= About this task =
Return each line of the listing that contains the string "console".
== == ==
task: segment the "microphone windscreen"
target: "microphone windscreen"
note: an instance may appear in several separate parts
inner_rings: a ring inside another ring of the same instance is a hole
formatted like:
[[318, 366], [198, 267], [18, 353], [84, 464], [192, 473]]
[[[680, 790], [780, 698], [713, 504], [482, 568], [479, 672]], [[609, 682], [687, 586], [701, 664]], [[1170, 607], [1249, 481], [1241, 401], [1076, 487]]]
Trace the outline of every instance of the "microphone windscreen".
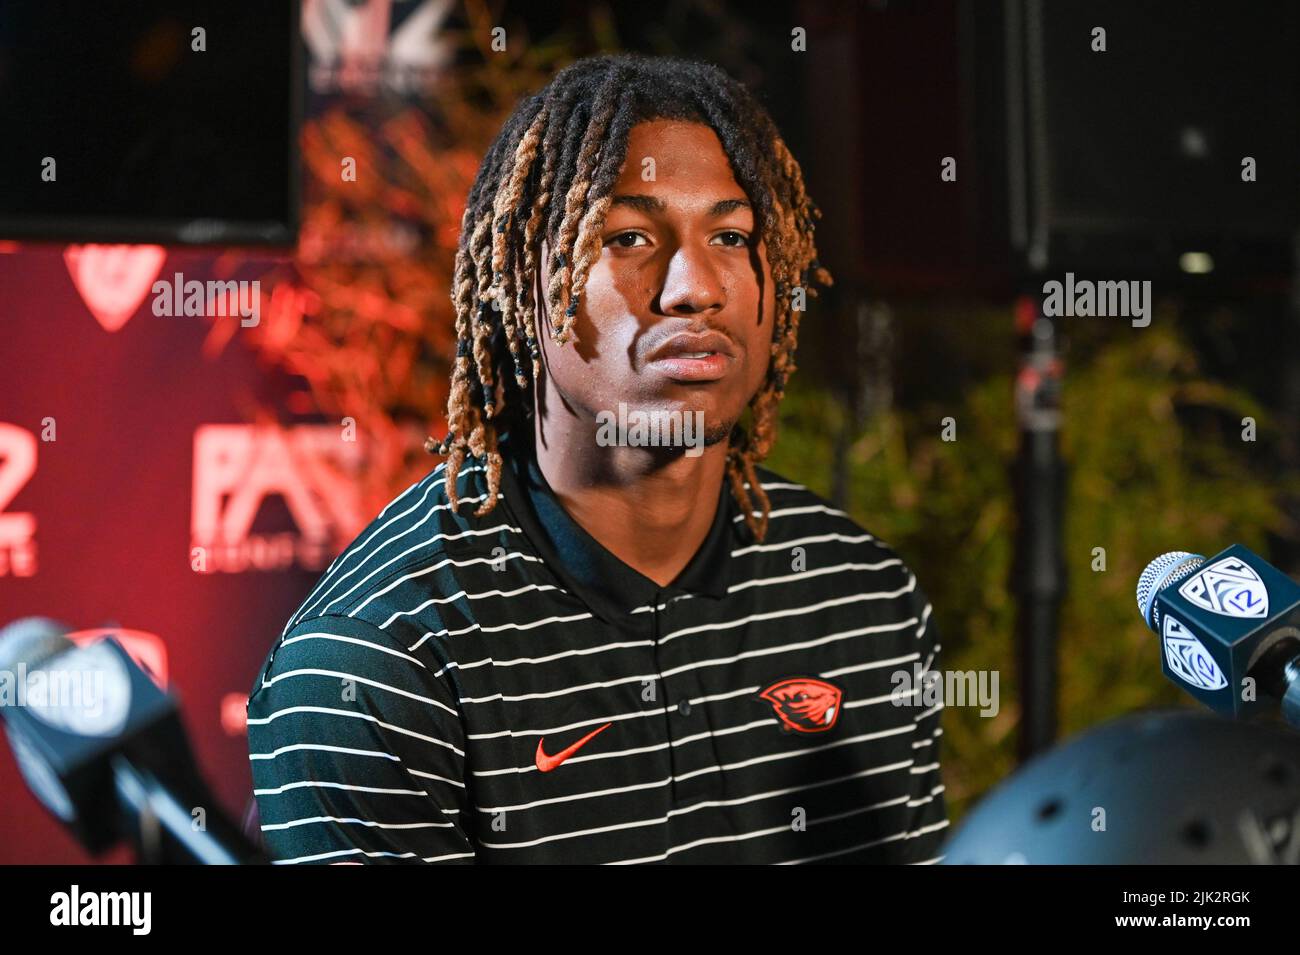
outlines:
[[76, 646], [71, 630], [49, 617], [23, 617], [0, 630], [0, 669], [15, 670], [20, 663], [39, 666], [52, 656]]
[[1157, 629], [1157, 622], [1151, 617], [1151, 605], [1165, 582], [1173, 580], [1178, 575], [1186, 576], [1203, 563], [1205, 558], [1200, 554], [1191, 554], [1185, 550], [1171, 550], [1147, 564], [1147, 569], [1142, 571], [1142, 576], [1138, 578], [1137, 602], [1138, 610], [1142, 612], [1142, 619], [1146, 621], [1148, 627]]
== == ==
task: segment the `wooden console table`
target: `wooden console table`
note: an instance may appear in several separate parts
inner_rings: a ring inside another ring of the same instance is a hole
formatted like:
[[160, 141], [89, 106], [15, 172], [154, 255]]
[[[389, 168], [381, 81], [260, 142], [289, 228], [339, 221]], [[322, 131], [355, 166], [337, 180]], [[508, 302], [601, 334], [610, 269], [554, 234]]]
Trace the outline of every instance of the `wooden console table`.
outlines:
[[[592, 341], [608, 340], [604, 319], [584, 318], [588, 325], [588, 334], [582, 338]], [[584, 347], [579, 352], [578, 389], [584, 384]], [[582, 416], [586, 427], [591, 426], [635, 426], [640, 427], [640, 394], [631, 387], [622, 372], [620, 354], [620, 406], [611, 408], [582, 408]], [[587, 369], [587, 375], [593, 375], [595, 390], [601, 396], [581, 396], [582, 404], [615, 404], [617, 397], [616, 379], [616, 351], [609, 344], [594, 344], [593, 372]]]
== == ==
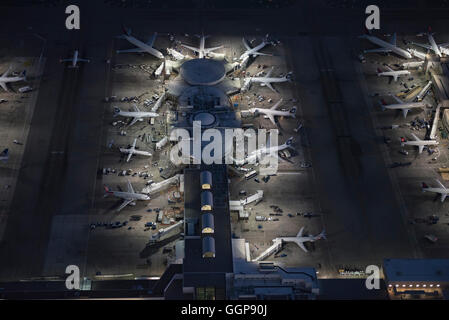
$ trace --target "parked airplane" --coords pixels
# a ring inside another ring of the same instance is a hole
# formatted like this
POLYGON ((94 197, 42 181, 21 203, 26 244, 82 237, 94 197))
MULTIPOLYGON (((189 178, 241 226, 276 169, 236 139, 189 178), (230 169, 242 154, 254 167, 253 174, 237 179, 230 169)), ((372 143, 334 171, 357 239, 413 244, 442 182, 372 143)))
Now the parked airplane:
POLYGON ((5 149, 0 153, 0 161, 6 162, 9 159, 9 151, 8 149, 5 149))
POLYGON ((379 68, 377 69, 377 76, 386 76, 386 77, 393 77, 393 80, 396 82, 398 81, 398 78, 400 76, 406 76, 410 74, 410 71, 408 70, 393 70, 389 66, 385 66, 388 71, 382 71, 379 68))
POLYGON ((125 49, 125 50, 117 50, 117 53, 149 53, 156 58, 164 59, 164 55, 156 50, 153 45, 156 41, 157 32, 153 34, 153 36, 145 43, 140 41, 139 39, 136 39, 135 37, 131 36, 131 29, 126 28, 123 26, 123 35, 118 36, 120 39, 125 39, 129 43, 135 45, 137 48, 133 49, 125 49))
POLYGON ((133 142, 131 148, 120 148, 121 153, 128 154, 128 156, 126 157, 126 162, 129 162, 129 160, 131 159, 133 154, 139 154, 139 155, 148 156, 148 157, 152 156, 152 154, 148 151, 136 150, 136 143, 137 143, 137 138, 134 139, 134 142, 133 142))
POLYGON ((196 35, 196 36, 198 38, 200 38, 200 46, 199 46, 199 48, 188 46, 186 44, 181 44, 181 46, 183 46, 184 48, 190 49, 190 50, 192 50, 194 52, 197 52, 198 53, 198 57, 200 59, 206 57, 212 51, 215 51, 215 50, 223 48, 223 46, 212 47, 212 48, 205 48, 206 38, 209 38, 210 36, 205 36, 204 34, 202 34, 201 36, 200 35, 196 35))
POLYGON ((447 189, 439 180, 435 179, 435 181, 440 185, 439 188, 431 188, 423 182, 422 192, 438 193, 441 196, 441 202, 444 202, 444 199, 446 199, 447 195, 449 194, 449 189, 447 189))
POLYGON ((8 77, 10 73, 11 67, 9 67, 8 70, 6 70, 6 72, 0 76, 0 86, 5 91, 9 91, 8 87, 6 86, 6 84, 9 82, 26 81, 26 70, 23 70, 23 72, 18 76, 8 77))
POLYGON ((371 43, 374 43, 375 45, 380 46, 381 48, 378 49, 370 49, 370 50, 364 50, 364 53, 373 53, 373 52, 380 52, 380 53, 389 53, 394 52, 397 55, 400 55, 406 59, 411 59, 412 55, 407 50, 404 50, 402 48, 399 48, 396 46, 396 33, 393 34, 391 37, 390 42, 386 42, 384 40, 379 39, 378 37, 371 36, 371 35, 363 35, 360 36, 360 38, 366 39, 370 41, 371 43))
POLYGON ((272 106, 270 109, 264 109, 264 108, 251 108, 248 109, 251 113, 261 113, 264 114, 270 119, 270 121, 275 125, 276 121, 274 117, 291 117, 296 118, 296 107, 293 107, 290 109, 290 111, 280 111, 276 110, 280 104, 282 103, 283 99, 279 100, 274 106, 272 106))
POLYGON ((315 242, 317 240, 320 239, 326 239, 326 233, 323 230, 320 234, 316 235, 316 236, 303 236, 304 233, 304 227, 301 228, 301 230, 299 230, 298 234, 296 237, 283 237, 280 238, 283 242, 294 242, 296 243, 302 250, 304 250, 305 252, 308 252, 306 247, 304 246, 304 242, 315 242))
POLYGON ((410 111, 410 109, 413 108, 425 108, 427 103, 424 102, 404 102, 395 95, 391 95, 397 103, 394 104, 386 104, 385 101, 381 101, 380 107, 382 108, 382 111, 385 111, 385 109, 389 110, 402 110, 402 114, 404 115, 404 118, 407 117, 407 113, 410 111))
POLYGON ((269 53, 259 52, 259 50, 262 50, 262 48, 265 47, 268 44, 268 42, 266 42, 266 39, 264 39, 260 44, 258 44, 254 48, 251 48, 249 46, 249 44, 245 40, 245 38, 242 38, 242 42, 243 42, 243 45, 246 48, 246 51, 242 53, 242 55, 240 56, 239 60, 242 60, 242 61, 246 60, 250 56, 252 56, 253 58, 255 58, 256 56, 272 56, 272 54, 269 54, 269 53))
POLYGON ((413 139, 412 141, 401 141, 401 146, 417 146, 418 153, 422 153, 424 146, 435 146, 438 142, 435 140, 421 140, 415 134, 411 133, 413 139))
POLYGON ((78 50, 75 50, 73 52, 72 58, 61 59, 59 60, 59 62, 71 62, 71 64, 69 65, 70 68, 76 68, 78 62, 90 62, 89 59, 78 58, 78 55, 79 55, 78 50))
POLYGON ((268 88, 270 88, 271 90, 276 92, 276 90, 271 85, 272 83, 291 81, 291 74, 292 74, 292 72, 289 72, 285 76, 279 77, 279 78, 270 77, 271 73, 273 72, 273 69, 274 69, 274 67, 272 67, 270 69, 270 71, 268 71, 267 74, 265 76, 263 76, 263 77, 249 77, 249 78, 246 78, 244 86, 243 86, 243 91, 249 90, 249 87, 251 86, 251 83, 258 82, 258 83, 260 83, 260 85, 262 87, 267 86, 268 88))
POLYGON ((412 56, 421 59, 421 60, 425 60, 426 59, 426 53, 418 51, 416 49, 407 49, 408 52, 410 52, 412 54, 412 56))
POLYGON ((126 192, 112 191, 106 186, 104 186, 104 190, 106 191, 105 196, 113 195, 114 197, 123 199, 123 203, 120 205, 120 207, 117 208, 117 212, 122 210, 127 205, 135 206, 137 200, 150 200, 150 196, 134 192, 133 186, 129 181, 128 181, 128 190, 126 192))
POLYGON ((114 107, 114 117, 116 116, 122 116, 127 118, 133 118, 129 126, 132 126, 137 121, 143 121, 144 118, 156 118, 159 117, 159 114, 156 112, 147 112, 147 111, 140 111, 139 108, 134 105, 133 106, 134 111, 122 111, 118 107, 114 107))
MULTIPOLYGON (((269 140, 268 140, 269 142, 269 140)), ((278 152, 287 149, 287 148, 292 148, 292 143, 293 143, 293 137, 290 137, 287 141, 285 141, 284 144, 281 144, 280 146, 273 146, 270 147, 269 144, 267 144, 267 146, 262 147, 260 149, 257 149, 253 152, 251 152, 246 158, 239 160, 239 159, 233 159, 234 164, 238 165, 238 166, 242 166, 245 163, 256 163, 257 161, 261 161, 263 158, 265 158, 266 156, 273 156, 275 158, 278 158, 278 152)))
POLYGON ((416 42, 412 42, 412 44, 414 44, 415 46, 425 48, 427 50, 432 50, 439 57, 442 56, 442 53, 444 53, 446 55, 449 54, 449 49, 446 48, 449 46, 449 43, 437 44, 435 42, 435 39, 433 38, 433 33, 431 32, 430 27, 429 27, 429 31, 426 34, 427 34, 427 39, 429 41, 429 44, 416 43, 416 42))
== == ==
= Solution to this problem =
task: segment the `wooden console table`
target: `wooden console table`
Trace the outline of every instance of the `wooden console table`.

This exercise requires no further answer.